▶ [THE PROBLEM] Would you set down the complete data below, exactly as shown?

(Point localization data)
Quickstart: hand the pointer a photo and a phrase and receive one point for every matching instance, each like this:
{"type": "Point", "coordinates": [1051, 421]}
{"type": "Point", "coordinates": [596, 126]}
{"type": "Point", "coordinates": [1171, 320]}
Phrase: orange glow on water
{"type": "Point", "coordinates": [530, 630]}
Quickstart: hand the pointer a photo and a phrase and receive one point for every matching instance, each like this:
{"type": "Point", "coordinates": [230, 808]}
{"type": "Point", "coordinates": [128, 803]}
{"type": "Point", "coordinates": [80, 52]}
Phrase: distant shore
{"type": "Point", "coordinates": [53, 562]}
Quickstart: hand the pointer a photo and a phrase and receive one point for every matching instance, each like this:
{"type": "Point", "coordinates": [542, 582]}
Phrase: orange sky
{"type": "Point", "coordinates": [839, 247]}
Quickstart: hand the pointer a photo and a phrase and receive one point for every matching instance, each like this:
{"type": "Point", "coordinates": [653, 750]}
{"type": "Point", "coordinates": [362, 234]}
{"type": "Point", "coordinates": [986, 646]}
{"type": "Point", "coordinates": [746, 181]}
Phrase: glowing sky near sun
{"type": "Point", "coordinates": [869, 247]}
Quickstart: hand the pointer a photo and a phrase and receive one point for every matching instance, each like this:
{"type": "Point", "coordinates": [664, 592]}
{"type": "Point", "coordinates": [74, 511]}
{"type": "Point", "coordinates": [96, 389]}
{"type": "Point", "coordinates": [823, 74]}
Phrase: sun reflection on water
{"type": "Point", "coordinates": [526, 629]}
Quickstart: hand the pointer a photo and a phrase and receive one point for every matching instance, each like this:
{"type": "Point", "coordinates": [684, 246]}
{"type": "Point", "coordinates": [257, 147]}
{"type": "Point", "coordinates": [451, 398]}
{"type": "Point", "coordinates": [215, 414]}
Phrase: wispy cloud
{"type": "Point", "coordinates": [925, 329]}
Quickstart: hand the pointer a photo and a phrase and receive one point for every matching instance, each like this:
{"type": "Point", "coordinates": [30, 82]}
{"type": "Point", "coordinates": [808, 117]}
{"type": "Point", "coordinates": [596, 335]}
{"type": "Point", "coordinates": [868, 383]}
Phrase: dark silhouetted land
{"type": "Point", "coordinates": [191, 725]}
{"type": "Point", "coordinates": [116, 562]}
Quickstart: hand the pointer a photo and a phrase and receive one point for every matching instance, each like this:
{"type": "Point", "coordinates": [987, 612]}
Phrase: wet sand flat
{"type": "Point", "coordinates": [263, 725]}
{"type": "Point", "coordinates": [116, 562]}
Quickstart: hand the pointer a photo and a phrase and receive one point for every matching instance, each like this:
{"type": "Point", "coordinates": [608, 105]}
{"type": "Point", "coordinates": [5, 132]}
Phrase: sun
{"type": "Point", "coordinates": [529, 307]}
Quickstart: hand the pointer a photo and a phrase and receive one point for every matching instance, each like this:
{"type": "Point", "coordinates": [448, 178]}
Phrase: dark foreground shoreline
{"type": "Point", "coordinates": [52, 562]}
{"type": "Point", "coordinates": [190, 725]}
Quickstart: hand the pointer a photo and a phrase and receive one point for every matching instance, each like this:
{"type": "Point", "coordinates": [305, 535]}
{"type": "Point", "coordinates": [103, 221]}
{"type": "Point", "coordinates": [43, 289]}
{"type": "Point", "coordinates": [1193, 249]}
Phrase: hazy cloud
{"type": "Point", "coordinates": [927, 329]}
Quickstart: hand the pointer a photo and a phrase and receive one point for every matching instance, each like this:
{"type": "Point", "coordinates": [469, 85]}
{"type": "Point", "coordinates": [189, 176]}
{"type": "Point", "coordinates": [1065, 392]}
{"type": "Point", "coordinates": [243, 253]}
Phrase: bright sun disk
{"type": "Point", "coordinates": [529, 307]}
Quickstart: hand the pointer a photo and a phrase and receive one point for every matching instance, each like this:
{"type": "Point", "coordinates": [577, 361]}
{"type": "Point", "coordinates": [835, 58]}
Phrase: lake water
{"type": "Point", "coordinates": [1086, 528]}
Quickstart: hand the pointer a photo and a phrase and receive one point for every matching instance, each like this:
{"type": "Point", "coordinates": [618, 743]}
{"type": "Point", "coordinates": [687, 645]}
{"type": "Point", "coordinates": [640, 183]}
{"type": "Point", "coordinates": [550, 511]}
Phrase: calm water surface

▶ [ANSWER TO THIS TASK]
Quickstart: hand the pointer a photo and a phrase and receive one point for every matching instance, each like this:
{"type": "Point", "coordinates": [1051, 421]}
{"type": "Point", "coordinates": [596, 126]}
{"type": "Point", "coordinates": [1171, 320]}
Phrase: orange glow on water
{"type": "Point", "coordinates": [530, 630]}
Quickstart: hand the pointer a photo and a phrase and receive one point for every matching instance, each like this:
{"type": "Point", "coordinates": [230, 808]}
{"type": "Point", "coordinates": [128, 803]}
{"type": "Point", "coordinates": [80, 52]}
Phrase: distant shore
{"type": "Point", "coordinates": [53, 562]}
Quickstart: hand the pointer a photo and a phrase and receive one point for every matching instance, each like this:
{"type": "Point", "coordinates": [542, 582]}
Phrase: orange sky
{"type": "Point", "coordinates": [839, 247]}
Quickstart: hand the pointer a photo and a phrase and receive one point for every matching instance, each like this:
{"type": "Point", "coordinates": [653, 750]}
{"type": "Point", "coordinates": [362, 234]}
{"type": "Point", "coordinates": [986, 646]}
{"type": "Point", "coordinates": [746, 181]}
Phrase: glowing sky near sun
{"type": "Point", "coordinates": [869, 247]}
Quickstart: hand the pointer a photo and a phrase and receive one point for every matching instance, each like this:
{"type": "Point", "coordinates": [664, 592]}
{"type": "Point", "coordinates": [74, 511]}
{"type": "Point", "coordinates": [96, 389]}
{"type": "Point", "coordinates": [823, 74]}
Phrase: sun reflection on water
{"type": "Point", "coordinates": [526, 629]}
Quickstart: hand the pointer a photo and a phrase and receive one point for every matching instance, each like this:
{"type": "Point", "coordinates": [684, 246]}
{"type": "Point", "coordinates": [257, 147]}
{"type": "Point", "coordinates": [451, 398]}
{"type": "Point", "coordinates": [215, 414]}
Phrase: wispy cloud
{"type": "Point", "coordinates": [925, 329]}
Quickstart: hand the pointer a photo and a phrase and receive one point for every matching instance, each like this:
{"type": "Point", "coordinates": [30, 82]}
{"type": "Point", "coordinates": [808, 117]}
{"type": "Point", "coordinates": [596, 335]}
{"type": "Point", "coordinates": [868, 383]}
Phrase: dark silhouetted land
{"type": "Point", "coordinates": [191, 725]}
{"type": "Point", "coordinates": [116, 562]}
Quickstart: hand the pointer a photo and a phrase and receive one point for every matching instance, each like this:
{"type": "Point", "coordinates": [987, 612]}
Phrase: wet sand flat
{"type": "Point", "coordinates": [263, 725]}
{"type": "Point", "coordinates": [116, 562]}
Quickstart: hand the pointer a photo and a phrase and receive one point for every matching instance, each like this:
{"type": "Point", "coordinates": [608, 105]}
{"type": "Point", "coordinates": [5, 132]}
Phrase: sun
{"type": "Point", "coordinates": [529, 307]}
Quickstart: hand the pointer a photo and a phrase and receive one point for every matching instance, each like this:
{"type": "Point", "coordinates": [448, 178]}
Phrase: dark foreground shoreline
{"type": "Point", "coordinates": [52, 562]}
{"type": "Point", "coordinates": [190, 725]}
Quickstart: hand the pointer a photo and a phrase and receive one point for every matching instance, each like this:
{"type": "Point", "coordinates": [305, 535]}
{"type": "Point", "coordinates": [103, 221]}
{"type": "Point", "coordinates": [43, 289]}
{"type": "Point", "coordinates": [1193, 249]}
Phrase: hazy cloud
{"type": "Point", "coordinates": [927, 329]}
Quickstart: hand the pointer a photo and a phrase and receive one point for every matching instance, each like this:
{"type": "Point", "coordinates": [469, 85]}
{"type": "Point", "coordinates": [189, 176]}
{"type": "Point", "coordinates": [1065, 392]}
{"type": "Point", "coordinates": [243, 253]}
Phrase: bright sun disk
{"type": "Point", "coordinates": [529, 307]}
Quickstart: hand the pointer a photo and a phrase and receive one point for every matching instance, each like this:
{"type": "Point", "coordinates": [577, 361]}
{"type": "Point", "coordinates": [835, 58]}
Phrase: lake water
{"type": "Point", "coordinates": [1086, 528]}
Quickstart: hand the pointer a photo and a phrase and receive one point for every matching instance, each like this:
{"type": "Point", "coordinates": [618, 743]}
{"type": "Point", "coordinates": [687, 645]}
{"type": "Point", "coordinates": [640, 183]}
{"type": "Point", "coordinates": [550, 511]}
Phrase: calm water surface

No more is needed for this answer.